Assignment 1:
In the article on the German pharmaceutical industry, which two competitors did Pfizer buy to move up to number one?
Assignment 2:
Update the article on the German pharmaceutical industry by writing out everything from "Mergers leave Germans" down to "undergone in recent years." again, with "hostile" replaced by "friendly".
Assignment 3:
According to the article on the German pharmaceutical industry, why have German drug companies lost importance? Answer in one to three sentences.

Selected extract:
==*==

The country that brought the world Aspirin hasn't been the "world's pharmacy" for quite some time. By resisting change and new investments, German pharma companies have been slipping down world rankings steadily.
Finding that one blockbuster drug can cost billions
Once Germany's pride and joy, drug companies like Hoechst and Schering have gone from world beaters to also-rans in recent years.
Experts say that while the rest of the industry adjusting to changing demands and markets through fusions and acquisitions, German firms have looked on. Nowadays, you'd be hard-pressed to find a German name under the list of the world's top 10 pharmaceutical concerns. The reputation, fashioned in the 1980s, as the "world's pharmacy" no longer holds.
"Germany has refused to play catch up and as a result has clearly lost out in importance," said Ingrid Mühlnikel, of the trade magazine kma.
Mergers leave Germans behind
The reason is a decreasing emphasis on research and development, especially compared to American companies, she said. Most of those foreign companies have overcome costly drug development and marketing channels merging.
In 1993, Pfizer was the seventh-largest pharmaceutical company. After buying up competitor Warner-Lambert in a hostile takeover in 2000, and then Pharmacia in 2002, they moved up to number one. Right behind them is GlaxoSmithKline, whose name alone suggests the varying changes the company has undergone in recent years.

==*==

Records supplied:

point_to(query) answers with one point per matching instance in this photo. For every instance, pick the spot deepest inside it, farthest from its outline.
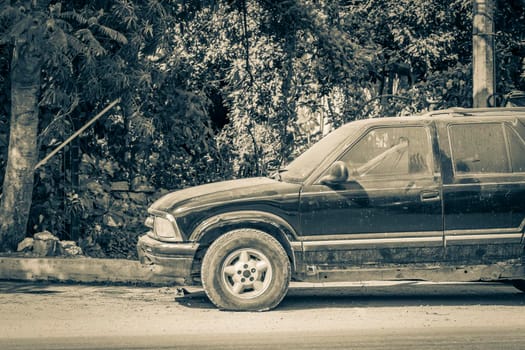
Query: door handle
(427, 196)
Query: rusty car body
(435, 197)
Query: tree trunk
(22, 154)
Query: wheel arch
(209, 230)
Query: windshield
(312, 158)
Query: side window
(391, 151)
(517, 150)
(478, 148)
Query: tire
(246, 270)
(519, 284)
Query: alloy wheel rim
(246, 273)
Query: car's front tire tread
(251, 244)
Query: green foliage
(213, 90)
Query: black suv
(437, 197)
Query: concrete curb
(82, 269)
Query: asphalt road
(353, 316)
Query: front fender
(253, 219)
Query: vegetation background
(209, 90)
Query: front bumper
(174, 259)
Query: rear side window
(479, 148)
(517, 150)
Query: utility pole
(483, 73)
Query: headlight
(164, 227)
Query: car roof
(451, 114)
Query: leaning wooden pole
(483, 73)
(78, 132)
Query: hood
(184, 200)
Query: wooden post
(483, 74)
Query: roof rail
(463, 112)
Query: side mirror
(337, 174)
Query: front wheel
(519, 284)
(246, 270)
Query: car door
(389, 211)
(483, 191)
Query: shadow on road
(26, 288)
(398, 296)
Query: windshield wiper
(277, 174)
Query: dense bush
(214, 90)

==*==

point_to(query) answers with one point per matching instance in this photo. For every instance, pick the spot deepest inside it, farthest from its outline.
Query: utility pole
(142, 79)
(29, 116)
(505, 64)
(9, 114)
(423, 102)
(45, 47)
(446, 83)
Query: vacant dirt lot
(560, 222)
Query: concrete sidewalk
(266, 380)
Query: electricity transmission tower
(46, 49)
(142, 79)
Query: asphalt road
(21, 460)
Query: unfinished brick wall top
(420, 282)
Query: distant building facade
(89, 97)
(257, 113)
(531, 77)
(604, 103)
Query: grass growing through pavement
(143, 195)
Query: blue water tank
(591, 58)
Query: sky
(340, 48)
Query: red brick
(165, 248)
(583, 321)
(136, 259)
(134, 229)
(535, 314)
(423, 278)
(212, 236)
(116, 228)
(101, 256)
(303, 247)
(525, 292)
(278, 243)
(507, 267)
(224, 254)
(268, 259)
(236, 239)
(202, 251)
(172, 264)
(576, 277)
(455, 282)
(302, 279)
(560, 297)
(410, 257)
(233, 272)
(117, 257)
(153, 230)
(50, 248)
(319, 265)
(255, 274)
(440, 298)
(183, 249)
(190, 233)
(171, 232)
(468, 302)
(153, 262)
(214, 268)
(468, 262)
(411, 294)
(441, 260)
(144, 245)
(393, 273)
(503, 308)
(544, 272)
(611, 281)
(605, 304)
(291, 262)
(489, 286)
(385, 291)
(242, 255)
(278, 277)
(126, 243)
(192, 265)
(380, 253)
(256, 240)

==*==

Task answer 1:
Warner-Lambert, in a hostile takeover in 2000, and Pharmacia in 2002.

Task answer 2:
Mergers leave Germans behind
The reason is a decreasing emphasis on research and development, especially compared to American companies, she said. Most of those foreign companies have overcome costly drug development and marketing channels merging.
In 1993, Pfizer was the seventh-largest pharmaceutical company. After buying up competitor Warner-Lambert in a friendly takeover in 2000, and then Pharmacia in 2002, they moved up to number one. Right behind them is GlaxoSmithKline, whose name alone suggests the varying changes the company has undergone in recent years.

Task answer 3:
While the rest of the industry adjusted to changing demands and markets through mergers and acquisitions, German firms looked on. Ingrid Mühlnikel of the trade magazine kma gives the reason as a decreasing emphasis on research and development, especially compared to American companies.